* **OBJETIVO 1**
De acordo com o artigo sobre a Dália Negra, qual foi o primeiro filme a abordar a história de Elizabeth Short?

::: ARTIGO

Elizabeth Short é pouco lembrada, mas a DÁLIA NEGRA, a personagem que a imprensa fez em cima de uma jovem vítima de feminicídio, inspirou romances, filmes e até jogos.
Elizabeth Short apareceu como uma das personagens da primeira temporada de American Horror Story, em dois mil e onze.
Sua história inspirou o filme Dália Negra, de dois mil e seis, dirigido por Brian de Palma e inspirado no livro de James Elroy de mesmo nome e publicado em oitenta e sete.
O primeiro filme a abordar sua história foi Who is the Black Dahlia?, de setenta e cinco, e de lá pra cá muitas obras publicadas afirmavam ter desvendado o crime, cada uma com sua teoria.
Uma delas dizia que os assassinos foram Phoebe e Cleo, pais de Elizabeth, que mataram a filha por sua devassidão. Outra dava Orson Welles como autor do crime.
Outros livros, documentários e estudos apontaram outros culpados que não foram considerados à época mas que têm fatos relevantes contra sua inocência. Desses, destaco dois.
O jornalista Pio Eatwell escreveu materiais dizendo acreditar que o assassino era Leslie Dillon, que trabalhava como capanga de Mark Hansen, o cara da agenda. Para ele, Betty e Leslie tinham um caso, e como o homem já tinha trabalhado em necrotério, o que explicava as habilidades com o corpo, ele apareceria como uma pessoa de interesse no caso.
Já em dois mil e três, um policial aposentado chamado Steve Hodel encontrou duas fotos de Betty nua nos pertences de seu pai, o cirurgião George Hodel, falecido em noventa e um.
Essas fotos poderiam indicar que eles tiveram um relacionamento e ser cirurgião também explicava o modo como o corpo foi mutilado e drenado com certa organização. Pra completar, Steve Hodel encontrou um recibo de compra de saco de cimento de janeiro de quarenta e sete, que poderia ser o utilizado para carregar o corpo de Betty e deixado no local do crime.
George Hodel foi um dos principais suspeitos investigados pela polícia na época, mas fugiu para as Filipinas pouco depois do crime, abandonando a família. O homem também tinha uma coleção de fotografias de Man Ray, artista expressionista, que exibiam corpos mutilados.
Por fim, Steve Hodel verificou as caligrafias das cartas antigas de seu pai com as recebidas pela imprensa da época e encontrou semelhanças, e por isso acredita que seu pai era o assassino de Short. Mais que isso, que George Hodel era um serial killer responsável por outras mortes ocorridas na época.
Uma delas foi a de sua secretária, da qual ele foi investigado, mas liberado. Ele também foi acusado pela própria filha de estupro.

::::::
::: LINHAS FORNECIDAS

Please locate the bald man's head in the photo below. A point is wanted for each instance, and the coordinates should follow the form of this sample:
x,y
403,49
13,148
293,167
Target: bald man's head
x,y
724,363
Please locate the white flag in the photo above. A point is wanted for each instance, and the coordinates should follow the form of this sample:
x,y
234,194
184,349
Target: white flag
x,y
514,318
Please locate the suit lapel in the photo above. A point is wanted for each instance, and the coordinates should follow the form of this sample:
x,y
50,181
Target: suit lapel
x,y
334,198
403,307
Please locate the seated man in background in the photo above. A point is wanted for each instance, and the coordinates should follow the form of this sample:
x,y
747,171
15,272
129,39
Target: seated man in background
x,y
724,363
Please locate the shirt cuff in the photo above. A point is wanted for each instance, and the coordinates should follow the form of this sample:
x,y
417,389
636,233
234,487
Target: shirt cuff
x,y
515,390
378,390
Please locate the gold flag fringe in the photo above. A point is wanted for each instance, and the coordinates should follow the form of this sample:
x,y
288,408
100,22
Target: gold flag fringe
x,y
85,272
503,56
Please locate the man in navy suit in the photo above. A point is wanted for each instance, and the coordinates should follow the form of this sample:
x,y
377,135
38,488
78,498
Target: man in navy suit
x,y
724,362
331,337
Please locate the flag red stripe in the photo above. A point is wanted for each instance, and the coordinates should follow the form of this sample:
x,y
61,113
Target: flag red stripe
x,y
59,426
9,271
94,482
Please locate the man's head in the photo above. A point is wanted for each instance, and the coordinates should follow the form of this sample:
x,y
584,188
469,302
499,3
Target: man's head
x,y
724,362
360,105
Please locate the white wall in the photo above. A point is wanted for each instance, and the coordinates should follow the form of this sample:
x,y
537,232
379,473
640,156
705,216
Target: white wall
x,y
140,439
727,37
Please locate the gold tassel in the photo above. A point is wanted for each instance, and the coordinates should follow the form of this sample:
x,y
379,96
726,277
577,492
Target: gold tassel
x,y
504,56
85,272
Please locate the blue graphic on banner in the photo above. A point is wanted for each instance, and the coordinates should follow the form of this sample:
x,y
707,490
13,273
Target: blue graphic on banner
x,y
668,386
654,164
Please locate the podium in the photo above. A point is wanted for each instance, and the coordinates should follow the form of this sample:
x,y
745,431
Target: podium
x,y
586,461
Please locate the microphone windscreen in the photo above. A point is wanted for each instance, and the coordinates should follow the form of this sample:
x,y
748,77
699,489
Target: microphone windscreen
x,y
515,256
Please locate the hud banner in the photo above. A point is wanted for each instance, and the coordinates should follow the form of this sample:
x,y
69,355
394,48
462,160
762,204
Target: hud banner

::::::

* **OBJETIVO 2**
Reproduza sem alterações o trecho das linhas fornecidas acima que vai da linha que contém "Please locate the hud" até o fim dessas linhas, inclusive.

* **RESPOSTA COMPLETA 1**
Foi Who is the Black Dahlia?, de setenta e cinco.

* **RESPOSTA COMPLETA 2**
Please locate the hud banner in the photo above. A point is wanted for each instance, and the coordinates should follow the form of this sample:
x,y
69,355
394,48
462,160
762,204
Target: hud banner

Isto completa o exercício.